# Start of TEXT SECTION

MSC cargo shipping is one arm of a broader group that also includes Terminal Investment Limited (TIL, one of the world's largest port operators), MEDLOG logistics, MSC Cruises, Italian high-speed rail operator Italo, Global Car Carriers, and MSC Air Cargo. That breadth makes MSC a port-to-inland infrastructure conglomerate, not just a box carrier.
History
Captain Gianluigi Aponte, an Italian mariner from Sorrento, and his wife Rafaela Aponte-Diamant founded the company in Naples in 1970 with the purchase of a single vessel, MV Patricia. The headquarters moved from Brussels to Geneva in 1978, where the company has remained a private Swiss-resident entity. MSC expanded steadily through the 1980s and 1990s, adding routes and second-hand tonnage in downturns. By the late 1990s it had emerged as a top-five carrier. The decisive growth phase came after 2010, when MSC aggressively chartered large newbuilds and leveraged scale on Asia-Europe and transpacific lanes.

# End of TEXT SECTION
# Start of STORED ROWS

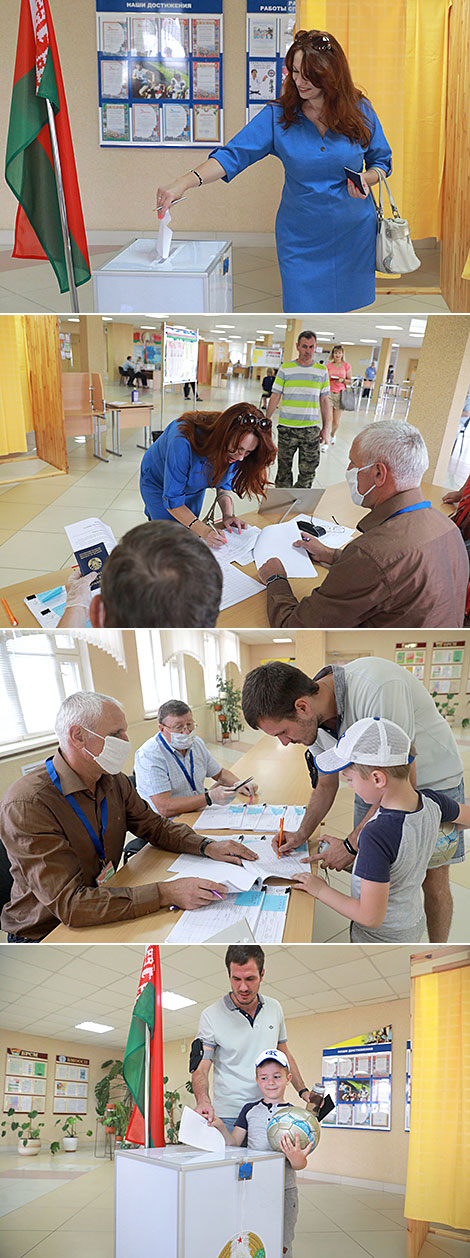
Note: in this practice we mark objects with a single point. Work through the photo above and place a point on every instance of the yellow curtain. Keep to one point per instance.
(397, 52)
(439, 1160)
(15, 401)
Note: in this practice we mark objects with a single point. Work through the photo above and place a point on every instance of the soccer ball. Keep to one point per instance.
(293, 1121)
(446, 844)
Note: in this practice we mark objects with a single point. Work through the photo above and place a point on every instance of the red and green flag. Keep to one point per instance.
(147, 1012)
(29, 166)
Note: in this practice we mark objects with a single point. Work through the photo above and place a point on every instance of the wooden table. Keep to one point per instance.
(250, 614)
(282, 776)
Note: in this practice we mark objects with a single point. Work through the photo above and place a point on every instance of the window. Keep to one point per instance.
(37, 672)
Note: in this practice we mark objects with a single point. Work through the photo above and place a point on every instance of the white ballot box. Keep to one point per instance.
(196, 277)
(182, 1203)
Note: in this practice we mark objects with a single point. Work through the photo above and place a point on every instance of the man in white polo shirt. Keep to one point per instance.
(293, 707)
(231, 1034)
(172, 766)
(302, 388)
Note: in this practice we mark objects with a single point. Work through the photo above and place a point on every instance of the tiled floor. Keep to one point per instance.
(33, 513)
(30, 286)
(76, 1218)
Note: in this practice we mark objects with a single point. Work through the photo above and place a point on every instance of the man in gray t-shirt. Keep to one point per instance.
(231, 1034)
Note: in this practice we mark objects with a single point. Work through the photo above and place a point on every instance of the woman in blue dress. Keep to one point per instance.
(326, 228)
(226, 450)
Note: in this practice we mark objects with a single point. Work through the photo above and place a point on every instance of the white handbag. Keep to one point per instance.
(395, 253)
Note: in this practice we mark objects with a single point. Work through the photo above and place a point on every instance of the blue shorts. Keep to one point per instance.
(456, 793)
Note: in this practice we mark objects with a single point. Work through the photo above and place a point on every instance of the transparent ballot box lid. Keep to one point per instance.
(186, 257)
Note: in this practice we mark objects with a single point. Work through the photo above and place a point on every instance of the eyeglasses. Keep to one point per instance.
(318, 42)
(256, 420)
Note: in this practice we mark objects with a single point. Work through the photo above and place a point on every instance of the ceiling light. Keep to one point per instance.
(96, 1027)
(171, 1000)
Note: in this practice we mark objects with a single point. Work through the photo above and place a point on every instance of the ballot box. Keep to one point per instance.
(182, 1203)
(195, 277)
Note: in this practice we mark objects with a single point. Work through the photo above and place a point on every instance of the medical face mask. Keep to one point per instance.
(113, 755)
(351, 476)
(180, 741)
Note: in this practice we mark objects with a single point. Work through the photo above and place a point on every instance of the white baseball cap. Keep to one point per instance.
(272, 1054)
(371, 741)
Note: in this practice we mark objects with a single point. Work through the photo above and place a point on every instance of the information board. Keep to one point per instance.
(357, 1074)
(269, 34)
(160, 73)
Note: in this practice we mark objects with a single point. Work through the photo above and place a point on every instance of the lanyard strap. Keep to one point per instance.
(416, 506)
(97, 839)
(190, 776)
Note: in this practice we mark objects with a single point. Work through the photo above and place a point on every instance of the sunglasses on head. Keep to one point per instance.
(256, 420)
(319, 43)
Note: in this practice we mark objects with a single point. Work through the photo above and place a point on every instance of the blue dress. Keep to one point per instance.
(174, 476)
(326, 239)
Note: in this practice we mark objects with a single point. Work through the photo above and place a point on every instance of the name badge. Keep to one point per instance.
(106, 873)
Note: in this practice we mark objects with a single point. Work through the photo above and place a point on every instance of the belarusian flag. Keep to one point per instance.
(147, 1010)
(29, 167)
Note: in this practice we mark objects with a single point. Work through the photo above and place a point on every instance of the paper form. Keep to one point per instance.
(195, 1130)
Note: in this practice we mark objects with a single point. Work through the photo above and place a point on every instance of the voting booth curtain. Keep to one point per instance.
(397, 52)
(439, 1160)
(15, 398)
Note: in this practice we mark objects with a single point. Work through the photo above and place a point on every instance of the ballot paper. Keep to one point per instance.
(197, 925)
(277, 541)
(250, 817)
(195, 1131)
(236, 585)
(162, 243)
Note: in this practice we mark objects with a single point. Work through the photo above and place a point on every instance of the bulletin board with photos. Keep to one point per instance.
(269, 34)
(357, 1074)
(71, 1085)
(160, 73)
(25, 1081)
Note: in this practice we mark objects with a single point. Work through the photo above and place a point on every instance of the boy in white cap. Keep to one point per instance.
(397, 844)
(273, 1076)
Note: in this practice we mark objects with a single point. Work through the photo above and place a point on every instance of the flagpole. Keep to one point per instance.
(146, 1096)
(64, 225)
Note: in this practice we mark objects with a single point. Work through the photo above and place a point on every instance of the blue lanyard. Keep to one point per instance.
(190, 776)
(416, 506)
(97, 839)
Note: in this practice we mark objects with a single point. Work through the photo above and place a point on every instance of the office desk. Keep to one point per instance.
(283, 779)
(251, 613)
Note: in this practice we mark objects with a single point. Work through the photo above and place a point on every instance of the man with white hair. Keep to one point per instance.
(64, 828)
(407, 567)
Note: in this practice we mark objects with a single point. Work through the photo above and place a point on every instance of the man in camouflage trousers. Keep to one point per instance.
(302, 388)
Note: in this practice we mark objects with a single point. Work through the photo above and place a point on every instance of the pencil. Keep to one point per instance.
(9, 613)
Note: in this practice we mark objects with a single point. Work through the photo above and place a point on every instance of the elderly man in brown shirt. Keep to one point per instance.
(410, 565)
(64, 828)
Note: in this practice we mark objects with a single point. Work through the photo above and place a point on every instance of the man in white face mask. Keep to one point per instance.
(64, 828)
(171, 768)
(409, 565)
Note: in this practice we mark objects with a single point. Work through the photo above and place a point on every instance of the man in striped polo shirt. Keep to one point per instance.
(306, 415)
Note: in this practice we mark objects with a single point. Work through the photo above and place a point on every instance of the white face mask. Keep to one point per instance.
(113, 755)
(351, 476)
(180, 741)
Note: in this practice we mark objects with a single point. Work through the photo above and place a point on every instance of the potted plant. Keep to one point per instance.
(69, 1139)
(28, 1132)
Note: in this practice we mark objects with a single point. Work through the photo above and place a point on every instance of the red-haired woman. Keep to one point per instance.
(225, 450)
(326, 228)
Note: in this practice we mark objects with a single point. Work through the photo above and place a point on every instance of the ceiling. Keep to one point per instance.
(341, 327)
(48, 989)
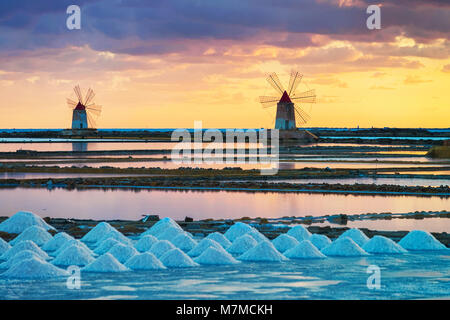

# End of STORED ROWS

EXERCISE SET:
a. In the MSC history text above, in what year did the company's headquarters move from Brussels to Geneva?
b. Please write the next part of the MSC history text, continuing on from its final sentence.

ANSWERS PROVIDED:
a. 1978

b.
In January 2022, MSC overtook Maersk as the world's largest container carrier with 4.28 million TEU, a position it has not relinquished. By February 2026 fleet capacity had grown to 7.2 million TEU, with an orderbook of 2.18 million TEU. In April 2026, Gianluigi Aponte formally transferred ownership to Diego Aponte (Group President) and Alexa Aponte (Group CFO). Gianluigi remains Executive Chairman.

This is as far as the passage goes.